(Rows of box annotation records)

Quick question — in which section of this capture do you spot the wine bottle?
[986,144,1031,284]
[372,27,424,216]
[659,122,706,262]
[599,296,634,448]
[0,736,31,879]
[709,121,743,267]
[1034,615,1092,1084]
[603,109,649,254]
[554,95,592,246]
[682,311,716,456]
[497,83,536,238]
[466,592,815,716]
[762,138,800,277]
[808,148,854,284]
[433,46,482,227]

◆ Challenge: Format the records above as a Markdown table with the columns Row and Line, putting each line's number under Row and the line itself under Line. Leave out any blank lines.

◆ Problem solution:
| Row | Line |
|---|---|
| 1 | Quick question — in which section of this capture do you spot the wine bottle? |
| 2 | [986,144,1031,284] |
| 3 | [372,27,424,216] |
| 4 | [659,122,706,262] |
| 5 | [599,296,634,448] |
| 6 | [0,736,31,879] |
| 7 | [709,121,743,267] |
| 8 | [1034,615,1092,1084] |
| 9 | [603,109,649,254] |
| 10 | [554,95,592,246] |
| 11 | [682,311,716,456] |
| 12 | [497,83,536,238] |
| 13 | [466,592,815,716] |
| 14 | [762,138,800,277] |
| 15 | [808,148,854,284] |
| 16 | [433,46,482,227] |